(Text for analysis)
--------------------

We have tested this intermittent cycling approach in several studies. The approach consists of a short (one-month) treatment period followed by a relatively much longer rest period (from a few to 12 months). During the rest period, the beneficial effects are still present but gradually decline (Figure 2). We observed that the so-called “rest” period should be shorter in participants with already injured arterial wall (patients with diabetes mellitus, after myocardial infarction) and longer in healthy persons . This observation is quite logical and supports our idea.
5. Improvement of Arterial Wall Characteristics
The drug combination and therapeutic approach described above specifically target the arterial wall. The latter has two types of characteristics: functional, represented by endothelial function, and structural, represented by the arterial stiffness. However, arterial stiffness is more complex, as it is influenced by functional and structural changes.
The functional characteristics of the arterial stiffness are regulated by the vascular smooth muscle cells (VSMC), which are in turn regulated by vasoactive hormones, the most important one being nitric oxide (NO), released by the endothelium. These characteristics might therefore be improved through improvement of the endothelium. For this kind of improvement, the effects can vary from immediate to long-term, but on the other hand, for structural characteristics improvement, a longer time is needed to allow for remodeling. The structural characteristics are defined by the ratio between collagen and elastin in the arterial media, as well as the amount of viable VSMC that produce these compounds. The higher the amount of elastin, the more elastic the artery, while, on the other hand, the artery becomes stiffer with age, when collagen predominates and becomes cross-linked. This particular characteristic is also influenced by the functional characteristics of the arterial wall. For arterial stiffness improvement/decrease, two possible approaches could be used: (i) decrease in functional and (ii) decrease in structural effects on arterial stiffness. Our approach interferes with and influences both.
A one-month treatment with a low-dose combination of fluvastatin and valsartan improves the functional arterial wall characteristics. Through these and additional mechanisms, it also subsequently influences the structural arterial wall characteristics, leading to overall beneficial effects on the arterial function. The improvement in functional characteristics is evident in an increase in FMD, while the structural characteristics’ improvement is evidenced by a decrease in both PWV and β-stiffness [4–6]. In addition to these observations, we have shown that these effects can at least in part be explained by a reduction in inflammation and oxidative stress .
6. Decrease of Arterial Age
We have proposed the following concept—if arterial stiffness increases with age, a decrease in arterial stiffness will result in decreasing arterial age. The decrease of arterial age was achieved by our approach in all studied groups of apparently healthy participants. After one month of treatment, low-dose fluvastatin or low-dose valsartan separately decreased arterial age by approximately 7 years, whereas a low-dose combination decreased arterial age by approximately 10 years. These calculations are based on nomograms for PWV and β-stiffness [34, 35].

--------------------

(What this exercise asks)
**a)** Answer these questions from the arterial wall text, one answer per line:
(i) How long is the treatment period in the intermittent cycling approach?
(ii) Which vasoactive hormone is named as the most important regulator of the vascular smooth muscle cells?
(iii) By about how many years did the low-dose combination decrease arterial age after one month of treatment?
**b)** Decide whether each statement agrees with the arterial wall text. Answer yes or no and quote the words that decide it.
(i) The rest period should be longer in patients with diabetes mellitus than in healthy persons.
(ii) The artery becomes stiffer with age when collagen predominates.
(iii) Improvement in functional characteristics shows up as a decrease in FMD.
**c)** Rewrite the stretch of the arterial wall text from "5. Improvement of" through "and structural changes.", swapping "drug combination" for "medication combination".
The lines that come next play no part in any task.

(Extracted material)
--------------------

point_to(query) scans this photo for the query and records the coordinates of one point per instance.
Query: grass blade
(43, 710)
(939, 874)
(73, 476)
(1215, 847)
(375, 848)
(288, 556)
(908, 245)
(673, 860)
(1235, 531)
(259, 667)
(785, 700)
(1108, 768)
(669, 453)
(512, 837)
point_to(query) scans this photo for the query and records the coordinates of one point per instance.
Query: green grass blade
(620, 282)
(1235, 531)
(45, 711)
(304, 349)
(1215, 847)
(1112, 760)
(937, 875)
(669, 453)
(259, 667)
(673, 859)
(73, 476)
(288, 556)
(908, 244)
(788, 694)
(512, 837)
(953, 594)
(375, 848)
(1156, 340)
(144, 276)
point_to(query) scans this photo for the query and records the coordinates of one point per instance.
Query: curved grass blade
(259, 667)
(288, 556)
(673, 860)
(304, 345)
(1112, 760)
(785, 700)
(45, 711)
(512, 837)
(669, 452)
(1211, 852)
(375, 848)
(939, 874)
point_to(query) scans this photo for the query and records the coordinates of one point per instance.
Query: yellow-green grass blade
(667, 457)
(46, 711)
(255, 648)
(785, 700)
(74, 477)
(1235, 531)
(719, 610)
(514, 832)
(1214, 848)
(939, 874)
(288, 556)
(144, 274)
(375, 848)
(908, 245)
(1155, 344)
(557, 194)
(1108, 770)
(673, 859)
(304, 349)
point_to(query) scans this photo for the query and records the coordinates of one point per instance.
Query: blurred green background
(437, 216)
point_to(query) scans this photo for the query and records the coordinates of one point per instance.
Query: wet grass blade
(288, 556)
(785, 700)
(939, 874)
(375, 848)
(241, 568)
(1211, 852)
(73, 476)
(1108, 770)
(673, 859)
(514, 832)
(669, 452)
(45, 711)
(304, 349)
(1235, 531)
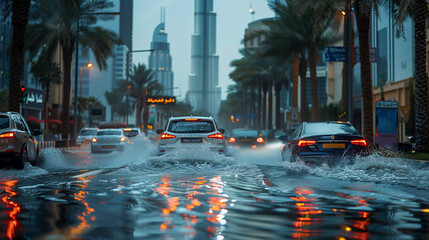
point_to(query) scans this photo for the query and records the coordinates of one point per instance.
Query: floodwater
(250, 195)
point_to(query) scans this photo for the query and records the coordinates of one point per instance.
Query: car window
(87, 132)
(328, 129)
(4, 122)
(245, 133)
(105, 133)
(191, 126)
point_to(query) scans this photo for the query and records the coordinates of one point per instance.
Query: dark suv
(17, 143)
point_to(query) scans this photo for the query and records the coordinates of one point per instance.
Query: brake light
(7, 135)
(359, 142)
(167, 136)
(216, 136)
(304, 143)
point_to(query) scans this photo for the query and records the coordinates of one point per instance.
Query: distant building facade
(204, 91)
(160, 59)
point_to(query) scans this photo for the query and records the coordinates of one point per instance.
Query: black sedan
(245, 138)
(318, 142)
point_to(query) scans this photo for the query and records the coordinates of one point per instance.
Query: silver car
(191, 133)
(17, 143)
(108, 140)
(85, 135)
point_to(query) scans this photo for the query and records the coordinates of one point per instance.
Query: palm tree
(143, 84)
(54, 24)
(47, 72)
(417, 10)
(20, 12)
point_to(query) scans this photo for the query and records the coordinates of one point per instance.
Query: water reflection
(13, 207)
(193, 197)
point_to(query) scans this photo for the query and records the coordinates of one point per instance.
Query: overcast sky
(232, 19)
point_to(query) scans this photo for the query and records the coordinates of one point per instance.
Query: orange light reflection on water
(193, 190)
(8, 187)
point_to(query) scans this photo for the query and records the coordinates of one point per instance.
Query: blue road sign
(335, 54)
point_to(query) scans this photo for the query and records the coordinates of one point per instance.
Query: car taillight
(304, 143)
(7, 135)
(216, 136)
(360, 142)
(167, 136)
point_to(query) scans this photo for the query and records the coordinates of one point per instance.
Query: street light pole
(128, 78)
(77, 63)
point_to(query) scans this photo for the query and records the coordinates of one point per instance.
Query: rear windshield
(104, 133)
(4, 122)
(87, 132)
(312, 129)
(182, 126)
(131, 133)
(245, 133)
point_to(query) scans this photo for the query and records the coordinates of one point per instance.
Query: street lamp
(128, 77)
(77, 62)
(88, 65)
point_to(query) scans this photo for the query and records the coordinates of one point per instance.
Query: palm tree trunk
(313, 77)
(278, 88)
(363, 22)
(345, 85)
(270, 106)
(421, 81)
(65, 115)
(264, 105)
(295, 74)
(303, 73)
(20, 11)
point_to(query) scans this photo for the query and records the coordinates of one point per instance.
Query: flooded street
(137, 195)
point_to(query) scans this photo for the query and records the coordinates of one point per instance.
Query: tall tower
(160, 58)
(204, 90)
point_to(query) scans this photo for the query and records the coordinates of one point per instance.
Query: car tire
(20, 163)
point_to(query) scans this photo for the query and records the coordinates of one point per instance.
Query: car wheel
(19, 163)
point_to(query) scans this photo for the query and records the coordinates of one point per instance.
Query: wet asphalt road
(251, 195)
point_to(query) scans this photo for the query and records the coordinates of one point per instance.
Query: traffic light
(23, 94)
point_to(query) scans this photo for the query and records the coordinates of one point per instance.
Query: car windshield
(183, 126)
(131, 133)
(87, 132)
(4, 122)
(105, 133)
(313, 129)
(244, 133)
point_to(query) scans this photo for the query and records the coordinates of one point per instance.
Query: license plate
(334, 145)
(191, 140)
(108, 147)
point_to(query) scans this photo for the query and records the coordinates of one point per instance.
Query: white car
(191, 133)
(108, 140)
(85, 135)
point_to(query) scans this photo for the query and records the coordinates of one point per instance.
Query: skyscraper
(204, 90)
(160, 58)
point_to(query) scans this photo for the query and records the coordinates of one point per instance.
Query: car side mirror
(37, 132)
(160, 131)
(284, 138)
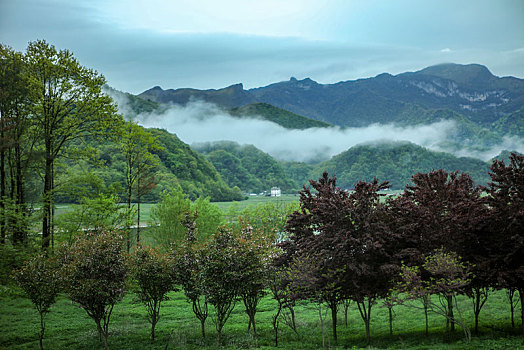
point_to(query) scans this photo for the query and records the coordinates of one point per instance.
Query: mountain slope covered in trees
(469, 90)
(247, 167)
(396, 163)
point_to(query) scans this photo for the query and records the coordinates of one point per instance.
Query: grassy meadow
(69, 327)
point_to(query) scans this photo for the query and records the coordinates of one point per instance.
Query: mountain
(276, 115)
(178, 165)
(246, 167)
(231, 96)
(395, 162)
(424, 96)
(470, 90)
(130, 105)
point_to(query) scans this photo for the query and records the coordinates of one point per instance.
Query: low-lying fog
(204, 122)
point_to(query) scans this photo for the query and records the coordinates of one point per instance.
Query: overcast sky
(138, 44)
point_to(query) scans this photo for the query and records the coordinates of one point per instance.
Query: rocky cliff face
(408, 98)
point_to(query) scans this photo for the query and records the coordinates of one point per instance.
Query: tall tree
(16, 145)
(349, 232)
(70, 105)
(506, 201)
(443, 210)
(136, 145)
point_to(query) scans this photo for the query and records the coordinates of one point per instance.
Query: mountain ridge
(469, 90)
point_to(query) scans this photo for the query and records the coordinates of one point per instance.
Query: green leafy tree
(506, 236)
(70, 104)
(443, 274)
(137, 145)
(154, 274)
(94, 214)
(222, 272)
(189, 269)
(17, 141)
(169, 217)
(94, 272)
(39, 279)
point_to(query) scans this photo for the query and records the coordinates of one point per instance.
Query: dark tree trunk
(346, 312)
(20, 230)
(521, 293)
(42, 330)
(275, 323)
(138, 223)
(450, 313)
(333, 305)
(364, 307)
(2, 186)
(425, 301)
(129, 193)
(480, 296)
(46, 221)
(390, 309)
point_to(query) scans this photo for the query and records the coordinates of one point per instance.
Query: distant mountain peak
(461, 73)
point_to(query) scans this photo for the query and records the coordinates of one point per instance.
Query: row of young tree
(50, 105)
(440, 238)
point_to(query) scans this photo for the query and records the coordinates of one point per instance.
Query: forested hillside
(247, 167)
(282, 117)
(396, 163)
(178, 164)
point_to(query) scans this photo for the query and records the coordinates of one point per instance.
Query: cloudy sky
(203, 44)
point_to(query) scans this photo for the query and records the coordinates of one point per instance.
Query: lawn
(69, 327)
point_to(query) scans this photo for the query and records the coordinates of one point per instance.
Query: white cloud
(202, 122)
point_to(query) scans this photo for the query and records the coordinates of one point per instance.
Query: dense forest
(444, 237)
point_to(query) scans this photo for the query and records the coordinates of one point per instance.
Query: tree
(221, 275)
(39, 279)
(189, 270)
(444, 210)
(443, 274)
(137, 145)
(95, 214)
(254, 255)
(319, 229)
(16, 140)
(349, 235)
(70, 104)
(506, 202)
(154, 273)
(169, 217)
(94, 271)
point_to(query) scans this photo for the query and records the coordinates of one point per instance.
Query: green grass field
(145, 208)
(69, 327)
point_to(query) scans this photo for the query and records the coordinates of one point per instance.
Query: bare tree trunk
(46, 220)
(365, 312)
(511, 294)
(425, 301)
(390, 309)
(521, 293)
(334, 307)
(138, 223)
(2, 181)
(346, 312)
(42, 330)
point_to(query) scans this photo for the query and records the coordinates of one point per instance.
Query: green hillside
(396, 163)
(277, 115)
(178, 164)
(247, 167)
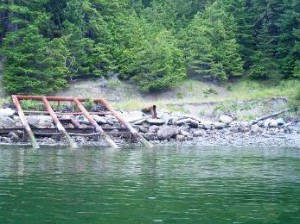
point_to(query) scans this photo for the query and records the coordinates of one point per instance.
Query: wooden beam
(94, 123)
(59, 126)
(25, 122)
(125, 123)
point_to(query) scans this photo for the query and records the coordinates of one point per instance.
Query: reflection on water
(162, 185)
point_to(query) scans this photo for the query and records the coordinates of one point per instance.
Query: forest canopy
(154, 43)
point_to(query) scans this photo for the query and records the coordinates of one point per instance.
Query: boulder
(45, 122)
(280, 121)
(255, 129)
(99, 119)
(6, 122)
(206, 126)
(82, 119)
(149, 136)
(166, 132)
(191, 122)
(155, 121)
(139, 122)
(225, 119)
(273, 123)
(153, 129)
(134, 116)
(7, 112)
(198, 133)
(184, 133)
(180, 138)
(219, 125)
(143, 129)
(33, 120)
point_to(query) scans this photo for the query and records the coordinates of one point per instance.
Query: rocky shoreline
(167, 128)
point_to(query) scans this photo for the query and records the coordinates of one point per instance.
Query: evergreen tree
(210, 45)
(34, 64)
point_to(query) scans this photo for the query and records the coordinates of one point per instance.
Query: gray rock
(143, 129)
(198, 133)
(139, 122)
(7, 112)
(5, 139)
(153, 129)
(6, 122)
(45, 122)
(280, 121)
(219, 125)
(115, 133)
(273, 123)
(99, 119)
(206, 126)
(134, 116)
(184, 133)
(166, 132)
(155, 121)
(194, 124)
(149, 136)
(180, 138)
(255, 129)
(188, 121)
(225, 119)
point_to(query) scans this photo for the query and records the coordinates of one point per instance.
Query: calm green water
(164, 185)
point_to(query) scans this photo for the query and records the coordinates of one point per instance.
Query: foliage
(154, 43)
(210, 44)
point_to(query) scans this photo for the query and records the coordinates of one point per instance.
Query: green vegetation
(155, 44)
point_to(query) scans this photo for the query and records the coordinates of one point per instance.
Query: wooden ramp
(76, 102)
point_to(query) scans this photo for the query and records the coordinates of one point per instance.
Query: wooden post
(59, 126)
(94, 123)
(127, 125)
(25, 122)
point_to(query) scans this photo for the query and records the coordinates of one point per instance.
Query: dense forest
(154, 43)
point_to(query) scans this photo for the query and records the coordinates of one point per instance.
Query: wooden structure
(82, 111)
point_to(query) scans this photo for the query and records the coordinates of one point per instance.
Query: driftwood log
(270, 115)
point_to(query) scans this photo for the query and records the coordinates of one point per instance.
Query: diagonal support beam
(126, 124)
(94, 123)
(25, 122)
(58, 124)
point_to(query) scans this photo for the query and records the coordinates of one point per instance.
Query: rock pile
(170, 127)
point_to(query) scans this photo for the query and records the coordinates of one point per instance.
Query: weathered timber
(65, 113)
(94, 123)
(124, 122)
(59, 126)
(25, 122)
(269, 116)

--------------------

(Answers for the tasks)
**a)**
(i) One month.
(ii) Nitric oxide (NO).
(iii) Approximately 10 years.

**b)**
(i) No: "should be shorter in participants with already injured arterial wall (patients with diabetes mellitus, after myocardial infarction) and longer in healthy persons"
(ii) Yes: "the artery becomes stiffer with age, when collagen predominates and becomes cross-linked"
(iii) No: "The improvement in functional characteristics is evident in an increase in FMD"

**c)**
5. Improvement of Arterial Wall Characteristics
The medication combination and therapeutic approach described above specifically target the arterial wall. The latter has two types of characteristics: functional, represented by endothelial function, and structural, represented by the arterial stiffness. However, arterial stiffness is more complex, as it is influenced by functional and structural changes.